**DATA TO PROCESS:**

◇ ◇ ◇ ◇ ◇

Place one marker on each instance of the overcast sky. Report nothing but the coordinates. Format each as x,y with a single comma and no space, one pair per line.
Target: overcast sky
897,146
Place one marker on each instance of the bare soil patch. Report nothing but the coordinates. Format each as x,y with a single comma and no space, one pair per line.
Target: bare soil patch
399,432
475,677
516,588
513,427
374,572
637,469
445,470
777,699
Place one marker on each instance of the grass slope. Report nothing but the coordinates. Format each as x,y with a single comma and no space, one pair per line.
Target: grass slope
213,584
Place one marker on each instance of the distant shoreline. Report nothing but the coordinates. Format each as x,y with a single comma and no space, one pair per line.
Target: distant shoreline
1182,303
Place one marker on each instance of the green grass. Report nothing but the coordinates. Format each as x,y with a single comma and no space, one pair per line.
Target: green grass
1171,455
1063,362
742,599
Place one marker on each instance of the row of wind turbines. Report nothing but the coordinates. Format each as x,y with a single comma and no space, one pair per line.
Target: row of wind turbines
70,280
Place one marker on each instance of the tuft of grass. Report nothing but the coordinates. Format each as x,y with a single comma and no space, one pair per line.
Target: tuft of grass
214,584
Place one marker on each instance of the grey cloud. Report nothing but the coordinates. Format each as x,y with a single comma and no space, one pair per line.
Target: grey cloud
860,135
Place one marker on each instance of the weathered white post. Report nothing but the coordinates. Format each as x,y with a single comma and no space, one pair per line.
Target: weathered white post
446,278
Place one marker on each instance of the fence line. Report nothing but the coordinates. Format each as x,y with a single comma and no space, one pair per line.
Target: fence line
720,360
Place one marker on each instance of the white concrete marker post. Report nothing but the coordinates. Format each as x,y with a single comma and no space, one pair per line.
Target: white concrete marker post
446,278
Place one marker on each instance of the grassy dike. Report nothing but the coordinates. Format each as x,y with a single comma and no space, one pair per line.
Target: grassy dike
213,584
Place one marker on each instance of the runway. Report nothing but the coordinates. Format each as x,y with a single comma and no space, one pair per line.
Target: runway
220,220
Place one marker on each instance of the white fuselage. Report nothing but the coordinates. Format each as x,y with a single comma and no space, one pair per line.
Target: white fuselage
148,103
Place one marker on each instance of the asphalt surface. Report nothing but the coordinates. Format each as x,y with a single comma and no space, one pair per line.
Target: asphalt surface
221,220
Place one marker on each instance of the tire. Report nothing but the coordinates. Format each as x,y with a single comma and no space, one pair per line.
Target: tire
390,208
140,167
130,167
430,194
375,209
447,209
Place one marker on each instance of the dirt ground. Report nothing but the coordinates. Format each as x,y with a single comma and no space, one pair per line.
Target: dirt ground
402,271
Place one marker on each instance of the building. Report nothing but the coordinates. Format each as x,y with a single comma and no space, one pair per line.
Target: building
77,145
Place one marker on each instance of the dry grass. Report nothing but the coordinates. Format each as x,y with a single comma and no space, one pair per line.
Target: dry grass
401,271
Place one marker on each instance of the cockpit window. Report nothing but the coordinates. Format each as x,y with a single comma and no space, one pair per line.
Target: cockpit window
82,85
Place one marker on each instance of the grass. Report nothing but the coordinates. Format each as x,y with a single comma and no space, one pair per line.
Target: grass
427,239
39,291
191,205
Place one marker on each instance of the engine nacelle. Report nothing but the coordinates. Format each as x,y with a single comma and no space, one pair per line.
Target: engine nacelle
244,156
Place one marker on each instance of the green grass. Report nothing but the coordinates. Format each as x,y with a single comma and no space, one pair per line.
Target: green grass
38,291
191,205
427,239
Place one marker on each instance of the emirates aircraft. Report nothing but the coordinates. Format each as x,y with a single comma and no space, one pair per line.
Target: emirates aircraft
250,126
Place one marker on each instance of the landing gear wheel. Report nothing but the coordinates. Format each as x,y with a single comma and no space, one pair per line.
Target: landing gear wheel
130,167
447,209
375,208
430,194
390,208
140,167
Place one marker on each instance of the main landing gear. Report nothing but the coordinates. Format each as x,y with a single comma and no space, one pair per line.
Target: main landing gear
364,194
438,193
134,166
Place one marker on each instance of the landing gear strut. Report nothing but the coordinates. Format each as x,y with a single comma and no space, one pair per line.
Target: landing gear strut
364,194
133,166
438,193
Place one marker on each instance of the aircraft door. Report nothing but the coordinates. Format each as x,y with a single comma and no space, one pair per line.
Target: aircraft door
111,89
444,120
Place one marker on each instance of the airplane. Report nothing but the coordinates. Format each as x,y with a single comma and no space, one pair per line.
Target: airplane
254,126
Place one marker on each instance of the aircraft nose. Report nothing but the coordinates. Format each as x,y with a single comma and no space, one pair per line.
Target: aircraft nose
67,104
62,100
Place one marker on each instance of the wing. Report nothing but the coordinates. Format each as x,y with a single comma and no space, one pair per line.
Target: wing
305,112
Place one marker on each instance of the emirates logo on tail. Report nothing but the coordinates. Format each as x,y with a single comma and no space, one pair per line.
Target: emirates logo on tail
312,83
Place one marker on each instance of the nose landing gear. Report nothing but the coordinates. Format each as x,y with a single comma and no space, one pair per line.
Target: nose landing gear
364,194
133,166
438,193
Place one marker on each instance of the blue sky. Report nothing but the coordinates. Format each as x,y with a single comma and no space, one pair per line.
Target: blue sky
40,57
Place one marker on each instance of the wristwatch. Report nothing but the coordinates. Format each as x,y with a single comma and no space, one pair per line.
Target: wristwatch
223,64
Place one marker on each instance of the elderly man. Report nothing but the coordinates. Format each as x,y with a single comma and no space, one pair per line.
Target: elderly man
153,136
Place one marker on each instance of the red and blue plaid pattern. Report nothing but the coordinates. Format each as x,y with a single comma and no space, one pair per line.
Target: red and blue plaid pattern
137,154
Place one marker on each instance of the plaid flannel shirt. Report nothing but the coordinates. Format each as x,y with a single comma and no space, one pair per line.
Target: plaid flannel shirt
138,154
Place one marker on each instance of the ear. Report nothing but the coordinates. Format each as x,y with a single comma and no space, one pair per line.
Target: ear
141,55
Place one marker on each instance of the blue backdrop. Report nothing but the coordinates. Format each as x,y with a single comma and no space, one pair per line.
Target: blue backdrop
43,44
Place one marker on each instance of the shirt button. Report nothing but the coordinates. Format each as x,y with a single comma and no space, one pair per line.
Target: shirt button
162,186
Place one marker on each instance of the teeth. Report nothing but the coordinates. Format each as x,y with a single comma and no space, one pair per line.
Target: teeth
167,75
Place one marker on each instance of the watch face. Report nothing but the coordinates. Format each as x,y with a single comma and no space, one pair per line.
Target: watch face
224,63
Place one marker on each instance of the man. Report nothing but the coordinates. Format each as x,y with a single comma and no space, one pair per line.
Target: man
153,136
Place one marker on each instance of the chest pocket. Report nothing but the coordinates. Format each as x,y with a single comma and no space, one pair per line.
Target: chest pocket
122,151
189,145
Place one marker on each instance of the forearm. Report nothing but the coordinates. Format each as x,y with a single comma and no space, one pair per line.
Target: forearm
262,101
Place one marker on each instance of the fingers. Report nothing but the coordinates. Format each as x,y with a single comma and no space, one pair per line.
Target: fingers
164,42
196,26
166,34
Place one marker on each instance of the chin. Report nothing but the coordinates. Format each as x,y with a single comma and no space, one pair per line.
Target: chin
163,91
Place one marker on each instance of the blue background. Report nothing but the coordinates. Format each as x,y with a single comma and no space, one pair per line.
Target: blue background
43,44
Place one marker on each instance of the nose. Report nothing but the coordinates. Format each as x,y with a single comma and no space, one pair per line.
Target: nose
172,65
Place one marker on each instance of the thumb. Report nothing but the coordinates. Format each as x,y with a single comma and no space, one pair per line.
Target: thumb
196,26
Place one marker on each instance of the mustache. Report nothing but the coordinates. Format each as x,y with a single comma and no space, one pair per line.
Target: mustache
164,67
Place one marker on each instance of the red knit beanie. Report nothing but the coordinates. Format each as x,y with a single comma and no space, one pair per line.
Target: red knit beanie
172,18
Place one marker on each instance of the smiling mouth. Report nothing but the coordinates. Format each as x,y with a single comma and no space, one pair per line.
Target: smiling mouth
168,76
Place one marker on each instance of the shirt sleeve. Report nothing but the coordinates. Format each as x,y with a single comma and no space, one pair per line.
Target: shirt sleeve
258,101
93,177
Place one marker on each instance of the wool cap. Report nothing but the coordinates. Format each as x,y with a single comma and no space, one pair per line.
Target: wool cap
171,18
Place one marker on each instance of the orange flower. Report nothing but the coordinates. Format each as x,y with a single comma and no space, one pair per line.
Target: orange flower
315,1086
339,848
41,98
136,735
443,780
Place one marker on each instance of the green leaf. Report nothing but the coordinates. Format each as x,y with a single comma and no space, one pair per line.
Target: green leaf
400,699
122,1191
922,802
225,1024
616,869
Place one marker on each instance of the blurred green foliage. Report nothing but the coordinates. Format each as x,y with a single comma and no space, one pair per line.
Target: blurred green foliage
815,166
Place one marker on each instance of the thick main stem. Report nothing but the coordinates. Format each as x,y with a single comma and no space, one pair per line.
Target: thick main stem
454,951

◇ ◇ ◇ ◇ ◇

**WORK TO BE COMPLETED:**
Find the line containing "Place one marker on each instance of the red knit", then output it and every line after it to the end of the data, exactly.

**TASK SOLUTION:**
Place one marker on each instance of the red knit beanie. Report nothing but the coordinates. Format each as x,y with a single comma and no space, one pair per line.
Target: red knit beanie
172,18
Place one marker on each instance of the smiling mouth. Report nothing but the coordinates. Format each as x,y with a single comma and no space, one pair per line.
Target: smiling mouth
168,76
Place one marker on each instance of the shirt sleeve. Report nothing but the coordinates. Format each as x,y with a single comma and no space, one pair per line.
Target: shirt sleeve
258,101
93,177
Place one marker on each instance of the wool cap. Report nothing but the coordinates. Format each as x,y with a single comma and no space, one pair per line.
Target: wool cap
171,18
Place one marker on each instance of the orange flower. Report nothing but the coordinates. Format each as x,y with a single comma and no space, one pair per line.
Target: orange flower
315,1086
339,848
41,98
136,735
443,780
Place one marker on each instance of the green leaf. Report nothing but the coordinates. Format each as x,y with a single comma and no space, one pair per line.
Target: green leaf
400,699
122,1191
922,802
225,1024
616,869
Place one marker on each instance of the blurred green foliage. Report nothing but the coordinates. Format each as x,y with a single comma and no space, one pair per line.
Target: blurred green foliage
815,166
Place one marker on each instance of the thick main stem. Report nothing but the coordinates. Format each as x,y with a single comma and no space, one pair per line.
Target: thick main stem
454,951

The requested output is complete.